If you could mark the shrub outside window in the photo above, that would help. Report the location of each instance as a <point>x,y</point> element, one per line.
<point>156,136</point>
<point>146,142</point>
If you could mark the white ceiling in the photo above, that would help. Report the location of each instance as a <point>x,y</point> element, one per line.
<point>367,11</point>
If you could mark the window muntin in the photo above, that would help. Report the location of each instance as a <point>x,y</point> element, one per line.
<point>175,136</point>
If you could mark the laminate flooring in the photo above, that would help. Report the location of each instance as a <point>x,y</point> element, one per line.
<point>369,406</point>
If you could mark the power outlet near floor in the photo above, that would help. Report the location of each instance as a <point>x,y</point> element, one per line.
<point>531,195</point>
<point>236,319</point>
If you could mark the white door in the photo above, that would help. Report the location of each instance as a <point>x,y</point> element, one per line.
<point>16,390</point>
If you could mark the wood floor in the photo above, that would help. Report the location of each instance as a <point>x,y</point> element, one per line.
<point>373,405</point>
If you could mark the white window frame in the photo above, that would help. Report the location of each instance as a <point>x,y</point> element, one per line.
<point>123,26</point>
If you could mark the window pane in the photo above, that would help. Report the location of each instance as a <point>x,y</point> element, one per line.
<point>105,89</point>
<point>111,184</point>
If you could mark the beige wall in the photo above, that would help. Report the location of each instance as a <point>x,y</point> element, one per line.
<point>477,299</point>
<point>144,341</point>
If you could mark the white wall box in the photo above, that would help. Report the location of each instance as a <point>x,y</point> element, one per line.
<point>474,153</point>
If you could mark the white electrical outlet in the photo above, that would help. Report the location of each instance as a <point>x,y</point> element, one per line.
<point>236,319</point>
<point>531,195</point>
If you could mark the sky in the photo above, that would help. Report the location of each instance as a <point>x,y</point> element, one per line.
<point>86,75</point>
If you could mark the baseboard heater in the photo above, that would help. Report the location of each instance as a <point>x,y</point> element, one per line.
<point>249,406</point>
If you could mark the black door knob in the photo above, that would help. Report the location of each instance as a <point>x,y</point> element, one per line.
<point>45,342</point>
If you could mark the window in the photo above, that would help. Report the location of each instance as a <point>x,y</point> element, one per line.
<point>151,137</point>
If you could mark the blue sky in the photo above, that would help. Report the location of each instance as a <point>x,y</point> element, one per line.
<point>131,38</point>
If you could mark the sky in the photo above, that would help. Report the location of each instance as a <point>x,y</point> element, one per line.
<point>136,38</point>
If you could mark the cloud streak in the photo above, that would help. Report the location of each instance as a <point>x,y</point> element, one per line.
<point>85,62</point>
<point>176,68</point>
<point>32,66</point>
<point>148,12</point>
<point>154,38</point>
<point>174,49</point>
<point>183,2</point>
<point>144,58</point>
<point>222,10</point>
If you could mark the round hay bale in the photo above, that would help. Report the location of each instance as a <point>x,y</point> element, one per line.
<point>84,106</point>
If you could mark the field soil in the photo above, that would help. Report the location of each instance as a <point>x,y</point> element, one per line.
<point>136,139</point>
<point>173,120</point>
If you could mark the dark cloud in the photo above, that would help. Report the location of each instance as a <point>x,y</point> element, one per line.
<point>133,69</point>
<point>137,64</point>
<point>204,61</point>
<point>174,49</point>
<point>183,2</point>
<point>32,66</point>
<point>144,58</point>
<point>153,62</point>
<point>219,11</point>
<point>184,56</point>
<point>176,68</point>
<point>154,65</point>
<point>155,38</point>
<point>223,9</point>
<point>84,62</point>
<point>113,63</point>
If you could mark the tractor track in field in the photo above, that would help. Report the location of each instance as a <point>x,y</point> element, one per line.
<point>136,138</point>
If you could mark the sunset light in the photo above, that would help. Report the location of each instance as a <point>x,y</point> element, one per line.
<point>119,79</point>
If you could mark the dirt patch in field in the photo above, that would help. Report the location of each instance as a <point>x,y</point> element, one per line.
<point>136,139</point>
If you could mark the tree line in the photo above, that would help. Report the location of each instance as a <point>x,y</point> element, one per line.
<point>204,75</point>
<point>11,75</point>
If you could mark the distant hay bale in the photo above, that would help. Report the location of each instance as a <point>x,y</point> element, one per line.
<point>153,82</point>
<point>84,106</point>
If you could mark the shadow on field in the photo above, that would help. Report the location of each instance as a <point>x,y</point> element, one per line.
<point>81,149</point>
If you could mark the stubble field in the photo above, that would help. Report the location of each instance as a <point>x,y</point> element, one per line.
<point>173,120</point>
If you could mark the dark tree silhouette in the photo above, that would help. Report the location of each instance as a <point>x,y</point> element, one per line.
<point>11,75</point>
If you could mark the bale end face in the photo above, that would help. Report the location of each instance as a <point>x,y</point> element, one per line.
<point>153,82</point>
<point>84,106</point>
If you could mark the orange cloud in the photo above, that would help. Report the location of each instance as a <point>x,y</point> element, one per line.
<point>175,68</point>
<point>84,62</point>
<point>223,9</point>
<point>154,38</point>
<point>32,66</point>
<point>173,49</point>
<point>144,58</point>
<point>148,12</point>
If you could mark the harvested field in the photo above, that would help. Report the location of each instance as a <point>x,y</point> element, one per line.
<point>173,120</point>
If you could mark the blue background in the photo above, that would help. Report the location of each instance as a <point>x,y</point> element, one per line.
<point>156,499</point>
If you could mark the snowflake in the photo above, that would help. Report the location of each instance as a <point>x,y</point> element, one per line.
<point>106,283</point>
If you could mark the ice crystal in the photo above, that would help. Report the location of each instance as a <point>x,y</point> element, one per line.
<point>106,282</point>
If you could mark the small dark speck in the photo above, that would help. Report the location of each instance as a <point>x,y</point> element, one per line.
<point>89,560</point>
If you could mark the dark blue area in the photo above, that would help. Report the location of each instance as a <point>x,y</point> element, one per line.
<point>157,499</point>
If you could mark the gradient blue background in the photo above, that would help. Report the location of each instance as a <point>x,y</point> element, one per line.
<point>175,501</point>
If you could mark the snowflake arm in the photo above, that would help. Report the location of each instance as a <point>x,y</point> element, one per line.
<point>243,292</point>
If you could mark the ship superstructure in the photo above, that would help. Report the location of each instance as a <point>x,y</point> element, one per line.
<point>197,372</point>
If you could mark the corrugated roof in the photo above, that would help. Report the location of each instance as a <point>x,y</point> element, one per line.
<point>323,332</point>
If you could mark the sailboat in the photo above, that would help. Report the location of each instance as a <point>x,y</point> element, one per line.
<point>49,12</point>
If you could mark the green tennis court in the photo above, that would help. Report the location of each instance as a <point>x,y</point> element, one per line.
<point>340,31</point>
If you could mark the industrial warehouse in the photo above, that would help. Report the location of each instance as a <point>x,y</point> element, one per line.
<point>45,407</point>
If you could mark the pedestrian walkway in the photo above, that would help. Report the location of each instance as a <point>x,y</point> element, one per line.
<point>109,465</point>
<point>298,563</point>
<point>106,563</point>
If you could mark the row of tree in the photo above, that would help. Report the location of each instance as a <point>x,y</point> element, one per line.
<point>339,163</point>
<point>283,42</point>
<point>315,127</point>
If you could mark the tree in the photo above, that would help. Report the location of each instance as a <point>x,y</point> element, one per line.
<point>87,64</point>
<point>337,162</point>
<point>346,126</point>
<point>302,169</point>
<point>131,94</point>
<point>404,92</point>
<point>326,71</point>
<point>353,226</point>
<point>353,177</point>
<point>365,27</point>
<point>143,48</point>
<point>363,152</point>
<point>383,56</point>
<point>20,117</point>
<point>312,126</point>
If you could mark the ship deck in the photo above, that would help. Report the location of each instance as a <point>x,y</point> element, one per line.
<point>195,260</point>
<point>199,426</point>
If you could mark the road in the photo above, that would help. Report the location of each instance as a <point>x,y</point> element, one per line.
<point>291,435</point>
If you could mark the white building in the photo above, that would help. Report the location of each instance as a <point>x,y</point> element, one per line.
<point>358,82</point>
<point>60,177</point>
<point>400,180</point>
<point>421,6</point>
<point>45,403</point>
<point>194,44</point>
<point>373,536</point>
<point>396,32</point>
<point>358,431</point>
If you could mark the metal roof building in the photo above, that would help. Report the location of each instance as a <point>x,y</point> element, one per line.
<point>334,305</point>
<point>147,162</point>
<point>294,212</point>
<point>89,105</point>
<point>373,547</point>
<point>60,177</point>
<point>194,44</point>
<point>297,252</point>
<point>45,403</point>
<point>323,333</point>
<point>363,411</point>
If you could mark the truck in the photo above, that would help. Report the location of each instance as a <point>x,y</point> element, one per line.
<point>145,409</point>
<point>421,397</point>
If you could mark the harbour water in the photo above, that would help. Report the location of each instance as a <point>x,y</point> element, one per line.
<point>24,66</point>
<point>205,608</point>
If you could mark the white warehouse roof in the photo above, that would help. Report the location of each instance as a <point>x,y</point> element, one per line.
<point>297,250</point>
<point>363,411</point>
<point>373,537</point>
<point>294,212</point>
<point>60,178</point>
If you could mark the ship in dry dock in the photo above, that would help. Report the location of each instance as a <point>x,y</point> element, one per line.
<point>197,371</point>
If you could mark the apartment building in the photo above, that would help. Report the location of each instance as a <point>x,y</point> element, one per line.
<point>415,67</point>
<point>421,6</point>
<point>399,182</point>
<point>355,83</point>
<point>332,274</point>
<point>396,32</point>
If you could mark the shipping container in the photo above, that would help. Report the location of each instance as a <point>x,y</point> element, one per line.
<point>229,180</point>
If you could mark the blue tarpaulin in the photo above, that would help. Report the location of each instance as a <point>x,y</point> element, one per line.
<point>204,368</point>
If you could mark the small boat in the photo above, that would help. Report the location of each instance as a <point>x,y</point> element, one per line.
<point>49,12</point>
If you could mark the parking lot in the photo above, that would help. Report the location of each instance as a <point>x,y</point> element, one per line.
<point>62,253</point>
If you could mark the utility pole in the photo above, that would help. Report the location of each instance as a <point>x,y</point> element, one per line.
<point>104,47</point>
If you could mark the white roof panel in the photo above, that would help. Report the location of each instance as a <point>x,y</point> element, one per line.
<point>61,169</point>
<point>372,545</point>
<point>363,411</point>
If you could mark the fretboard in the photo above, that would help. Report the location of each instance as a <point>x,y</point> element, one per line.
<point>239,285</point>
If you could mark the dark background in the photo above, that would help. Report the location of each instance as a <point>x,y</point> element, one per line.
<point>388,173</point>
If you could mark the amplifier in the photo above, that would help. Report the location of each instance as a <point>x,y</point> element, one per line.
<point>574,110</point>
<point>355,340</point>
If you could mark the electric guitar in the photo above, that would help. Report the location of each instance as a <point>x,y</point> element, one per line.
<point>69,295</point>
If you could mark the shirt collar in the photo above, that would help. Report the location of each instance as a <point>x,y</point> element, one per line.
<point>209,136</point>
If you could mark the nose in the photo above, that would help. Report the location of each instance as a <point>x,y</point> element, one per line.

——————————

Problem to work on
Copy out the records word for word, beginning with the line that contains "If you could mark the electric" and continuing through the last line of the records.

Answer for this exercise
If you could mark the electric guitar in the photo above, that would help. Report the location of each instance as a <point>x,y</point> element, one per line.
<point>69,295</point>
If you could mark the shirt collar in the photo above, that would help. Report the location of each instance as a <point>x,y</point> element, one per line.
<point>209,136</point>
If you could mark the nose in the photo above, that would help. Report the location of each instance as a <point>x,y</point> element, one per line.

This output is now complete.